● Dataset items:
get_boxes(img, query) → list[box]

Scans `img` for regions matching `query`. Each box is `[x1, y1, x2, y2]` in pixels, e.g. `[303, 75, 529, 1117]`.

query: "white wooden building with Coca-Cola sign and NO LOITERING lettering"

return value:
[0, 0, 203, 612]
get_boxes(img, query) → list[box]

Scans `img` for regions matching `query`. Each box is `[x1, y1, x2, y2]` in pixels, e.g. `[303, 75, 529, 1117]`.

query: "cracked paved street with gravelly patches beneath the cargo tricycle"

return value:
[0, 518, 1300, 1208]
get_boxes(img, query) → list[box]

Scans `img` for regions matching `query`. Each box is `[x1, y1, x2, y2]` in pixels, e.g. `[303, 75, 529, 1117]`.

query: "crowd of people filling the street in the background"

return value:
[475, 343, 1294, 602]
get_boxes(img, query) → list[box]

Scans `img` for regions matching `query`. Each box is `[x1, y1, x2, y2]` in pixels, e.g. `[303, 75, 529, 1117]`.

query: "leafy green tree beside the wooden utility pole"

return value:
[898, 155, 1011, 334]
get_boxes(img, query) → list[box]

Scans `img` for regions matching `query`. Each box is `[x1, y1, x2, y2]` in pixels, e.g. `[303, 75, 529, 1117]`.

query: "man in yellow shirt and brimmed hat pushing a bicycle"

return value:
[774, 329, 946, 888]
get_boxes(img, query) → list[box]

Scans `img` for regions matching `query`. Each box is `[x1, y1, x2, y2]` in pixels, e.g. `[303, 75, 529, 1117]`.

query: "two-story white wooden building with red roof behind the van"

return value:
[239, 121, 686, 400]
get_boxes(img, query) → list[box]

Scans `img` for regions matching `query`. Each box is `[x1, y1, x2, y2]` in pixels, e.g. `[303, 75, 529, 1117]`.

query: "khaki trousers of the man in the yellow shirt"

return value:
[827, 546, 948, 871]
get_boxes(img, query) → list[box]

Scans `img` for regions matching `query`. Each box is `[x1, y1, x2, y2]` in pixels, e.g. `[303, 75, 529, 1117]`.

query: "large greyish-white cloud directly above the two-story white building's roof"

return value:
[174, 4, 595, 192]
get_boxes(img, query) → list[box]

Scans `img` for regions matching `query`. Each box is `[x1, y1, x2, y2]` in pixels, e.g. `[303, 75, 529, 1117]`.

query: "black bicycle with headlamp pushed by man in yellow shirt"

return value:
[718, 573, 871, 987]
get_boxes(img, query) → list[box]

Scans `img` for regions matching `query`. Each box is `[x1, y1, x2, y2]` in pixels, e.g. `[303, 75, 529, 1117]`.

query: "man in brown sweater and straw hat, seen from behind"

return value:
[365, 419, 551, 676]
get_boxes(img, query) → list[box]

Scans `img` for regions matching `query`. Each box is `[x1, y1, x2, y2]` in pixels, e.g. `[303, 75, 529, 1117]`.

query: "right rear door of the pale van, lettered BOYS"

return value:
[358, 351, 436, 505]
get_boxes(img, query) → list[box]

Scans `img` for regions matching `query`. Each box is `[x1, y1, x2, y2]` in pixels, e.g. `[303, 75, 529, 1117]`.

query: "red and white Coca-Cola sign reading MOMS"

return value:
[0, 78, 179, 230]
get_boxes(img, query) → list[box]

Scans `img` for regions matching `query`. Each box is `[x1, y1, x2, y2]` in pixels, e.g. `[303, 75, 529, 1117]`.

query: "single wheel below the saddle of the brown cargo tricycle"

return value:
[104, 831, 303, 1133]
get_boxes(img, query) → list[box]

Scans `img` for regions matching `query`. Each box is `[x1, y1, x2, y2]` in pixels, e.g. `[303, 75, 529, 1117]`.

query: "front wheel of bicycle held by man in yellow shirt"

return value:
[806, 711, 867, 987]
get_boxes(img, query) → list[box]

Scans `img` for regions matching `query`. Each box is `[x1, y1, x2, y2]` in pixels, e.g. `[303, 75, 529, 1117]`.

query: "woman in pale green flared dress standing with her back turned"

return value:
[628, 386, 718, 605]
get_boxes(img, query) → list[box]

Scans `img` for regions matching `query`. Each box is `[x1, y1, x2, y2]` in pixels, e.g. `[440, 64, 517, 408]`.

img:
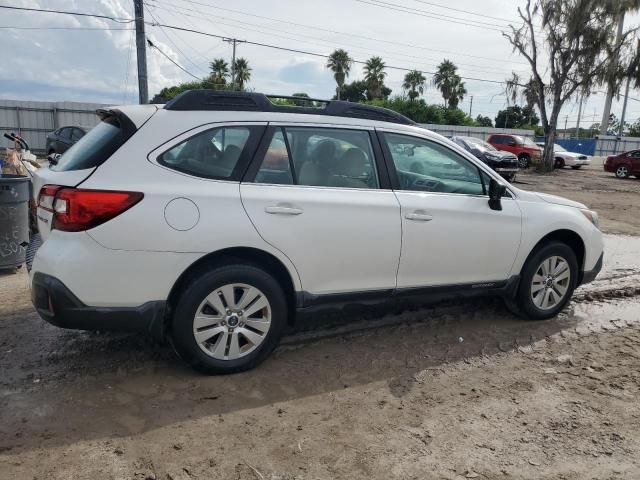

● WHAT YOU HAVE TO DO: Determine how many lines in the data above contain the string "Coca". Give nothing except the number.

● SOLUTION: 2